Written request: Find "Where can the alligator eye" in the records that follow; print that line and each subsequent line through the last one, verbatim and with nothing added.

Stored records
○ ○ ○ ○ ○ ○ ○
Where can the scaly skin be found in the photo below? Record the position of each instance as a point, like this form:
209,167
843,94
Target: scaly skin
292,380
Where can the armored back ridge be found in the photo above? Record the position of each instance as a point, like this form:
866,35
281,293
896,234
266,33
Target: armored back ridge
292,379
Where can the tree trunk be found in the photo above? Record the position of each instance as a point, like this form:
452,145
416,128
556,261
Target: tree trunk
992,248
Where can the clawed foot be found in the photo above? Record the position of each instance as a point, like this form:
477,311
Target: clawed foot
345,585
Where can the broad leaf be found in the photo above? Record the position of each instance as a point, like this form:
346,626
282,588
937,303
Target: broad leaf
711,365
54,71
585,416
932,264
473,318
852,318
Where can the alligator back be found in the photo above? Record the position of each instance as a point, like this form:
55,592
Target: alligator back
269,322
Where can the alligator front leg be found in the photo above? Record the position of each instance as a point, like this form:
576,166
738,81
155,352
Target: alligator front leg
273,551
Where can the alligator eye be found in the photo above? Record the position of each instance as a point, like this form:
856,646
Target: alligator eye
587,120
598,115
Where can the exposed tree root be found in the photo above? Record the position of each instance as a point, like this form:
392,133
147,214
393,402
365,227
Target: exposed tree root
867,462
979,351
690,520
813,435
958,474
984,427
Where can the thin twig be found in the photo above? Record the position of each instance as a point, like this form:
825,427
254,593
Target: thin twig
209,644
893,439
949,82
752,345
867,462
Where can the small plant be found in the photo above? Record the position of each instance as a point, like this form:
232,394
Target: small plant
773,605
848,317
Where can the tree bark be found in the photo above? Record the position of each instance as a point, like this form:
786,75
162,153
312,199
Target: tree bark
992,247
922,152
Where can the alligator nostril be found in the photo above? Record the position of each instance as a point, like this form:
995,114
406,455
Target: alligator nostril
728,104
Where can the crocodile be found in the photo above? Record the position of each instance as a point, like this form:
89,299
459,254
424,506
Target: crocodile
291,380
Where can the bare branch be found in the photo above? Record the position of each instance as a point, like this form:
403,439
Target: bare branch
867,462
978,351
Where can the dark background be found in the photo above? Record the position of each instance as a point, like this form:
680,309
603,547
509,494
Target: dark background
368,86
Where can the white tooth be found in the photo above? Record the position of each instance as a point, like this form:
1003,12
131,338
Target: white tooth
○ ○ ○ ○ ○ ○ ○
Exercise output:
Where can the alligator eye be found in the photo above? Record the position of each instance as a point, like this form:
856,646
Target: alligator eye
587,120
598,115
Where can the exposed tree root be found in the photo above? Record the position of each instance as a point, like this form:
392,133
147,214
393,402
365,227
Target: exposed tree root
867,462
979,351
690,520
813,435
958,474
984,427
Where can the thin twig be found in the photo above? Record the position of each instance as a point, like this form:
825,427
254,593
Target: thin twig
209,644
893,439
949,82
752,345
867,462
Where can the small plant be found in the photo above? Record the position of each instance as a point, like this form:
232,394
Target: small plant
773,605
848,317
Where can the tree bark be found in the photo above? Record the position of each instance as a point, like this form:
786,75
162,153
312,199
Target: tree bark
992,247
922,152
Where can the alligator nostril be found in the photo above? Record the position of each instance as a point, like this form:
995,114
406,455
Target: alligator nostril
728,104
Where can the crocodile be found in the photo above? Record the position of each instance as a point, like this form:
89,299
459,254
424,506
Target: crocodile
291,380
Where can the bare branch be found in the photo above? Record the position of each instance as a point, like this form:
403,439
Target: bare branch
867,462
978,351
Where can the dark background be found in the photo above? Record the position of each instance as a point, like this form:
680,309
603,547
509,494
Target: dark background
368,86
Where can the white tooth be found in the photo above? Record the position of each instance as a point, like this form:
1003,12
131,338
Target: white tooth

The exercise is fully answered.